+++ Stored data

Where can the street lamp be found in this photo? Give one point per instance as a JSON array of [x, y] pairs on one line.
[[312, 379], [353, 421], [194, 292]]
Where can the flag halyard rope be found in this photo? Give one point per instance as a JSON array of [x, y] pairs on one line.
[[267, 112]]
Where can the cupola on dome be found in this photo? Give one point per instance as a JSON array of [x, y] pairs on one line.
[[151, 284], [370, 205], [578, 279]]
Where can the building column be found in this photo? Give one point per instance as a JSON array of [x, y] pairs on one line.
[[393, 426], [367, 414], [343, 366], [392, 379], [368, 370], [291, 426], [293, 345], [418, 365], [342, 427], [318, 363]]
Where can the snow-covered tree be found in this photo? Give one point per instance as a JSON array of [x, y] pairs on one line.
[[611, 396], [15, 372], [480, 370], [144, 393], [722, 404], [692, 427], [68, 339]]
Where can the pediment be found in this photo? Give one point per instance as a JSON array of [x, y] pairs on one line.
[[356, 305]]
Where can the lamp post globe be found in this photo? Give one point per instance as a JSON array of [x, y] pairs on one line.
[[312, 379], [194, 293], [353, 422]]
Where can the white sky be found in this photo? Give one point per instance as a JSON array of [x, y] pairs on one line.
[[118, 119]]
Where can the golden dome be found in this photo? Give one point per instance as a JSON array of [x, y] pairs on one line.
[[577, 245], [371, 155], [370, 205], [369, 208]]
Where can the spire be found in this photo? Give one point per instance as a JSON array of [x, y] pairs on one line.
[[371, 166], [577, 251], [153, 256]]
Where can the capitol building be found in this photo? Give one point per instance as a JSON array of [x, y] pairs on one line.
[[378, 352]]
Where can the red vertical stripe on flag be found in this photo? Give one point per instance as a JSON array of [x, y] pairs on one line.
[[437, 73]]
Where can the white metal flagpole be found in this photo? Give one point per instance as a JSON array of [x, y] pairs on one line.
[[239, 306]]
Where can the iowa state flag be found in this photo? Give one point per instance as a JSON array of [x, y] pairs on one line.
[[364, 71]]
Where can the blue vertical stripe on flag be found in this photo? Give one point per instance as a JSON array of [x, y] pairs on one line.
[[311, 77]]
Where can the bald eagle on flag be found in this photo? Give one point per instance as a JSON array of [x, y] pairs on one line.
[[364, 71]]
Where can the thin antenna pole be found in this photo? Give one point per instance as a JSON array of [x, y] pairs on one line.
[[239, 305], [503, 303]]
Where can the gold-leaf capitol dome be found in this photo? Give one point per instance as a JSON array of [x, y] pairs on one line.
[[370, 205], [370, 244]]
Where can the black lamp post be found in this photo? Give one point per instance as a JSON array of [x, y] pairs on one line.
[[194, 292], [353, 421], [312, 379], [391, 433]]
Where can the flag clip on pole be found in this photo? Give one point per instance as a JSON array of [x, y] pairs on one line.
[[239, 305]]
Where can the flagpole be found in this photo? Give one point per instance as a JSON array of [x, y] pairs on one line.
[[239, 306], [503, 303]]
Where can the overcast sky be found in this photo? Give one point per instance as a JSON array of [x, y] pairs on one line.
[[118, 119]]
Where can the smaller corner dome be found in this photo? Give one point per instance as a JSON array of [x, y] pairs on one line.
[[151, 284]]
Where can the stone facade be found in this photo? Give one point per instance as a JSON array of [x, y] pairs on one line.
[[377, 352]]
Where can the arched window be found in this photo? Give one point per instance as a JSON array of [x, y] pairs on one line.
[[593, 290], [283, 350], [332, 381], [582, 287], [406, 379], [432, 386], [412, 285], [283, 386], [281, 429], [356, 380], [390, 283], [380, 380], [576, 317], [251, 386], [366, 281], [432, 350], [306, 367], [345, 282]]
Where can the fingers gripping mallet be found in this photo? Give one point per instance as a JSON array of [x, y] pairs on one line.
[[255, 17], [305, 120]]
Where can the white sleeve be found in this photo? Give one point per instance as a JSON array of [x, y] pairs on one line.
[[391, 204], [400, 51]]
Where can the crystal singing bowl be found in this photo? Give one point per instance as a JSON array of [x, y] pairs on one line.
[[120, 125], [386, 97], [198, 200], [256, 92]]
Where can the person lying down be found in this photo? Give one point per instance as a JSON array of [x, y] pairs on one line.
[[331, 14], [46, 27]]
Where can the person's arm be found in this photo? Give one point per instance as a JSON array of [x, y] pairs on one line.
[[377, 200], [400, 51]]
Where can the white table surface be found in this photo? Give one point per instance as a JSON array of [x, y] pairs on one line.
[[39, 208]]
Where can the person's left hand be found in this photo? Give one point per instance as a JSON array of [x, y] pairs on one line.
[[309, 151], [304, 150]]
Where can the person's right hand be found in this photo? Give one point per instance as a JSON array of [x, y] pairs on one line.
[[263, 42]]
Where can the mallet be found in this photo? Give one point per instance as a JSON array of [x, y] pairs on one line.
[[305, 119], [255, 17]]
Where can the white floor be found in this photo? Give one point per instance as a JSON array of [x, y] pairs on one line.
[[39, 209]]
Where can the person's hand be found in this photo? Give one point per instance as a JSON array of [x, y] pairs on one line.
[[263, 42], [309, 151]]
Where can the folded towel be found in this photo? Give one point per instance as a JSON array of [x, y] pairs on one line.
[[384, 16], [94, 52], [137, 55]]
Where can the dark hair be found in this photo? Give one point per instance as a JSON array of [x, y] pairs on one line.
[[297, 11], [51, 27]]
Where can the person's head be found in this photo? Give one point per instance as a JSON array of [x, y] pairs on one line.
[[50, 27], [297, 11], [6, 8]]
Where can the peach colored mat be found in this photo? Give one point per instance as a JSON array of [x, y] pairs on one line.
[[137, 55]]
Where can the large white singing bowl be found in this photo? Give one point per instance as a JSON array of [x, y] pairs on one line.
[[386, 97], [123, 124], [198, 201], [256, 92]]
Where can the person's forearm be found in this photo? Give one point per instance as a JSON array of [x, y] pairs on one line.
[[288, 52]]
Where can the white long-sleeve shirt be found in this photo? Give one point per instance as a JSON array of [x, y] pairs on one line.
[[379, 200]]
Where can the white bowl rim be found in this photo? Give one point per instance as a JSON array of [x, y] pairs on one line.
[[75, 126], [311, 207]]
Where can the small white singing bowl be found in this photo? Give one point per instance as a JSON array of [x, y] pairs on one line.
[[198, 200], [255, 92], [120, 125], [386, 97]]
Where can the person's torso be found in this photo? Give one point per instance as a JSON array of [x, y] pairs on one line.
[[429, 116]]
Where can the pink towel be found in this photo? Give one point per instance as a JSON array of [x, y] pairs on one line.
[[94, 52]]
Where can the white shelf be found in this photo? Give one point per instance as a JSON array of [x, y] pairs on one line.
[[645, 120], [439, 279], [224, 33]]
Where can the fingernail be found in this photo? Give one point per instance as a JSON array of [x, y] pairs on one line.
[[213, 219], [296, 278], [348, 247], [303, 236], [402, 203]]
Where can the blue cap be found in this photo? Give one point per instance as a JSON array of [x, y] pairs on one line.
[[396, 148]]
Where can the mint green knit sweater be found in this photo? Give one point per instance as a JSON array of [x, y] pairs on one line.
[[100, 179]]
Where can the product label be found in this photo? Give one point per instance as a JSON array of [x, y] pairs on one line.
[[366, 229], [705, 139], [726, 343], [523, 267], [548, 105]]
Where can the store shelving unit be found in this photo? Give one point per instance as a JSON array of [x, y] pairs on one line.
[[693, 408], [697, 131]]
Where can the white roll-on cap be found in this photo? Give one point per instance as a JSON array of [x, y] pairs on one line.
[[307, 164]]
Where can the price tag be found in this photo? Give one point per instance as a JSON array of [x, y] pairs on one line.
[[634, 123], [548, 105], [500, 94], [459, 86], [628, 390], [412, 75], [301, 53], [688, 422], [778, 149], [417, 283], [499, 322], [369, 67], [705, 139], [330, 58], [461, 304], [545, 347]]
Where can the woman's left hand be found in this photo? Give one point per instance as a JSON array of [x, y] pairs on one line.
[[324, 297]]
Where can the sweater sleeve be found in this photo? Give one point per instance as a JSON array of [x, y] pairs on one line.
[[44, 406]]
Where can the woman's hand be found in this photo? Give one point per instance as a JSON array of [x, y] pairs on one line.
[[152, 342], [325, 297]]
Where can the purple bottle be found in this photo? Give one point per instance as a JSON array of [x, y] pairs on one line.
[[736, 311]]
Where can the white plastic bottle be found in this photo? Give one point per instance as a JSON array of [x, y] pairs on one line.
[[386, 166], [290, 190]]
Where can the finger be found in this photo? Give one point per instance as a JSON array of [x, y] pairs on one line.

++++++

▶ **What to work on**
Output as a JSON list of strings the lines from the line with "Where can the white sleeve" to the line with "[[309, 151], [304, 150]]", one string per line and blank lines left out.

▶ **Response for this exercise**
[
  "Where can the white sleeve be found in this photo? Give one point per instance as a JSON array of [x, y] pairs on one line.",
  "[[391, 204], [400, 51]]",
  "Where can the crystal singing bowl be found in this photo? Give one point per instance as a JSON array of [x, y] pairs on one line.",
  "[[120, 125], [386, 97], [198, 200], [256, 92]]",
  "Where can the person lying down be found in this photo? Give one point per instance as a JSON array of [x, y] pairs on one line.",
  "[[331, 14], [46, 27]]",
  "Where can the person's arm be found in this photo? Give one point per instance as a JSON array of [x, y] pairs on one line.",
  "[[377, 200], [400, 51]]",
  "Where can the white table surface be found in this photo? Give one point per instance as a JSON array of [x, y] pairs on one line.",
  "[[39, 208]]",
  "Where can the person's left hand be found in this photo? Give one point per instance as a JSON array of [x, y] pairs on one line.",
  "[[309, 151], [304, 150]]"
]